-- Begin --
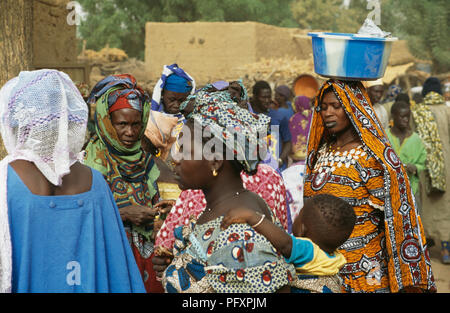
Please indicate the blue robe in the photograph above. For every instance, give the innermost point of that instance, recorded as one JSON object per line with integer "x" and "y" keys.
{"x": 70, "y": 243}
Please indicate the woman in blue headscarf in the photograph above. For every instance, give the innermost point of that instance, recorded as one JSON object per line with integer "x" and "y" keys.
{"x": 172, "y": 89}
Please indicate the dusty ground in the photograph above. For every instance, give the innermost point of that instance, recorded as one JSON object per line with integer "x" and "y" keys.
{"x": 441, "y": 271}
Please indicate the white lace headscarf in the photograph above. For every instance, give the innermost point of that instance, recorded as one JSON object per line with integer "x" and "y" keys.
{"x": 43, "y": 120}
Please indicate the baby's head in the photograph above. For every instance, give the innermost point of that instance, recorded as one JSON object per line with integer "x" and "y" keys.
{"x": 327, "y": 220}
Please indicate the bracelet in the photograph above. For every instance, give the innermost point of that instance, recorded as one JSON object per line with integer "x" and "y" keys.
{"x": 260, "y": 221}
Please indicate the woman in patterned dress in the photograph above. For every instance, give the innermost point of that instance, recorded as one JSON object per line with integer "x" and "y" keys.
{"x": 206, "y": 258}
{"x": 349, "y": 156}
{"x": 115, "y": 150}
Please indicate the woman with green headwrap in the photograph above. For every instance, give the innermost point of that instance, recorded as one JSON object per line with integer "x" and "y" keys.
{"x": 121, "y": 113}
{"x": 218, "y": 142}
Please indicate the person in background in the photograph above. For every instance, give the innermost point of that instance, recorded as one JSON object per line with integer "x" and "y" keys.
{"x": 322, "y": 226}
{"x": 60, "y": 228}
{"x": 283, "y": 99}
{"x": 299, "y": 125}
{"x": 261, "y": 103}
{"x": 122, "y": 111}
{"x": 375, "y": 90}
{"x": 427, "y": 129}
{"x": 408, "y": 145}
{"x": 428, "y": 124}
{"x": 349, "y": 156}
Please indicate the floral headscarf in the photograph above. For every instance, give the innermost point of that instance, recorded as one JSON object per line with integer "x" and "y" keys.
{"x": 226, "y": 120}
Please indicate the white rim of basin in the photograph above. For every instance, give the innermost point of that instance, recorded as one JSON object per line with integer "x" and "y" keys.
{"x": 344, "y": 36}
-- End --
**What the exercise asks**
Reproduce every record above line for line, without changing a character, and omit the pictures.

**Solution to the problem**
Please indicate the blue robe in the photograph above. For every instance, give the innermost point of that instance, recorded as one JSON object per line with integer "x" and "y" keys.
{"x": 70, "y": 243}
Please indicate the woman in blue headscarf in the photograph above. For every instance, give the innermost point of that instance, recorded as one JSON object per line with integer "x" and "y" keys.
{"x": 172, "y": 89}
Please indicate the dusty ground in the photograph above. For every instance, give the innermost point of that instance, recorded as one JSON object per line with integer "x" and "y" keys.
{"x": 441, "y": 271}
Please indicate the white lace headscarf in the photograph above. For every instance, give the innermost point of that instance, recorded as one JSON object per line with integer "x" and "y" keys.
{"x": 43, "y": 120}
Please indicate the baby's head in the photograph above. For every instance, give the innermost point of that instance, recorded as one JSON object per line with integer "x" and "y" keys.
{"x": 327, "y": 220}
Please indicate the bracelet in the photograph above. For every instance, give the innermost point of that instance, recorded as one JSON object per line with integer "x" and "y" keys.
{"x": 260, "y": 221}
Please indicate the woman in patterned dress in the photograph above. For every instance, give the innermost point of that instance, recorded as one JSON object per line with integer "x" and "y" keys.
{"x": 206, "y": 258}
{"x": 349, "y": 156}
{"x": 115, "y": 150}
Please indicate the woman with green headwrap in the photograph above. For every instance, give the innermost point of that instance, recorded as one JSON object per line with integer "x" and "y" keys.
{"x": 121, "y": 113}
{"x": 218, "y": 142}
Please indicate the person in background in the photograph above. For every instance, give the innermost point of that instance, recorded as one JSON object per line with integer "x" and "y" keys.
{"x": 322, "y": 226}
{"x": 60, "y": 228}
{"x": 283, "y": 99}
{"x": 299, "y": 125}
{"x": 261, "y": 103}
{"x": 122, "y": 111}
{"x": 375, "y": 90}
{"x": 427, "y": 129}
{"x": 408, "y": 145}
{"x": 428, "y": 124}
{"x": 349, "y": 156}
Please indicate the floral headscarf in the photograph above. For every instance, give the innermost point of that instance, recorded as one JSON object per line with integer "x" and "y" keys.
{"x": 226, "y": 120}
Please indicate the white rim of basin in the photograph above. For every instance, give the innermost point of that instance, recorded as one JSON object per line with integer "x" and "y" keys.
{"x": 344, "y": 36}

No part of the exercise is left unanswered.